**Work instructions:**
Every entry that follows must be written out exactly, apart from its pictures.

**Supplied records:**
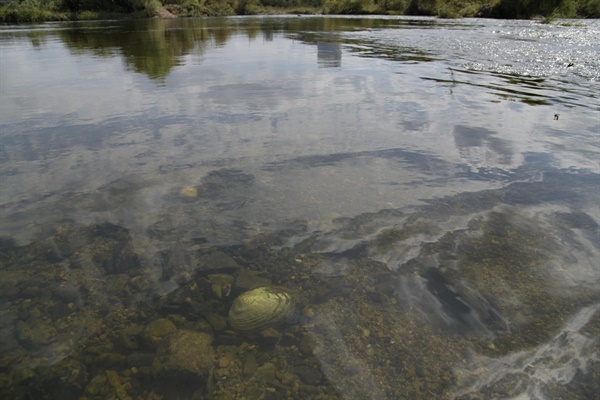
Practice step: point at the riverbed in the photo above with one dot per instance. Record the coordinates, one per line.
(425, 190)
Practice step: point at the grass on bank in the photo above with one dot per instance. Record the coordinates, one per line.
(13, 11)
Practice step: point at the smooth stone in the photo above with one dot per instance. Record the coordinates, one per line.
(308, 375)
(265, 373)
(217, 321)
(250, 365)
(248, 280)
(184, 353)
(158, 330)
(33, 333)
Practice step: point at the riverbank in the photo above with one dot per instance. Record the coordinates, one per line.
(74, 10)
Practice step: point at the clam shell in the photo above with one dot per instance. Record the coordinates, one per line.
(260, 308)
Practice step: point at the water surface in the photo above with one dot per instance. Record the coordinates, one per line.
(427, 189)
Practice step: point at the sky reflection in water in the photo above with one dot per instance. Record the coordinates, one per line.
(402, 141)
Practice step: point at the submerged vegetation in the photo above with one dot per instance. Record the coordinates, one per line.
(45, 10)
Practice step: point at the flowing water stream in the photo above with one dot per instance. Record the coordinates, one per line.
(425, 189)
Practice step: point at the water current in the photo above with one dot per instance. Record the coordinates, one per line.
(425, 190)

**Expected answer:**
Practice step: point at the riverbed in the photo above with one dot per instance. Record the coordinates, one per line.
(425, 190)
Practice step: point at the grass on bank in the photo above with one dot per instance. Record the coordinates, one per line.
(13, 11)
Practice step: point at the smooth stone in the photo above with one dot per instance. Record the coordinates, one per line.
(308, 375)
(265, 373)
(217, 321)
(250, 365)
(248, 280)
(184, 353)
(158, 330)
(33, 333)
Practice step: point at the riverbank in the photo above with one dot per instance. Record the coordinates, one per line.
(74, 10)
Practice step: point at the clam shell in the photo above with one dot per instance. Record the coordinates, one per line.
(260, 308)
Practice step: point at the water surface in the photo above with one dot per instance. Record the coordinates, one per line.
(427, 189)
Practice step: point at the sky reflection in water in the photo above with one dot per instance. Record the coordinates, one per line.
(402, 141)
Practice step: point at the submerged vegetation in the photo above with one dot per instance. Record the coordinates, one per line.
(45, 10)
Practice step: point at the flowing water stream in the photo above with one dot per instance. Record the coordinates, one per line.
(425, 189)
Practice step: point at the water current in the photo above with one dot per instance. Record the coordinates, one per line.
(425, 190)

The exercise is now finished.